_What you have to do_
Each entry must be reproduced precisely as it stands.

_Source material_
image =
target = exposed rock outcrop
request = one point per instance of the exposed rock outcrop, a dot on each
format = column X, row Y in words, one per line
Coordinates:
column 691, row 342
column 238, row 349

_Task output_
image =
target = exposed rock outcrop
request = one point per instance of the exposed rock outcrop, a dot on each
format = column X, row Y in words, one per line
Coordinates:
column 691, row 342
column 238, row 349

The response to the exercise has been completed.